Dataset entries
◆ ◆ ◆
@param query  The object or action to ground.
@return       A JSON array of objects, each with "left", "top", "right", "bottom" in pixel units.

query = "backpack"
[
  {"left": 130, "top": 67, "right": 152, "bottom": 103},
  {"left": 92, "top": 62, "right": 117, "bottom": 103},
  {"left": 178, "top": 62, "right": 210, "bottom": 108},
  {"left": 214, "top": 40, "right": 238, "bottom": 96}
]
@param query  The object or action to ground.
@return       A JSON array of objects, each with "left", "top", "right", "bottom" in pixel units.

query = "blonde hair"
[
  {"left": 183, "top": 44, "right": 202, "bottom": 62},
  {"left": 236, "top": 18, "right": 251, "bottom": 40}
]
◆ ◆ ◆
TASK DESCRIPTION: Give every line above again, word for word.

COMPLETED EXERCISE:
@param query  The object or action to ground.
@return       A JSON array of objects, each with "left", "top", "right", "bottom" in pixel units.

query = "backpack"
[
  {"left": 130, "top": 67, "right": 152, "bottom": 103},
  {"left": 92, "top": 62, "right": 117, "bottom": 103},
  {"left": 178, "top": 62, "right": 210, "bottom": 108},
  {"left": 214, "top": 40, "right": 238, "bottom": 96}
]
@param query  The object or action to ground.
@return       A JSON array of objects, each with "left", "top", "right", "bottom" in pixel units.

query = "blonde hair"
[
  {"left": 183, "top": 44, "right": 202, "bottom": 62},
  {"left": 236, "top": 18, "right": 251, "bottom": 40}
]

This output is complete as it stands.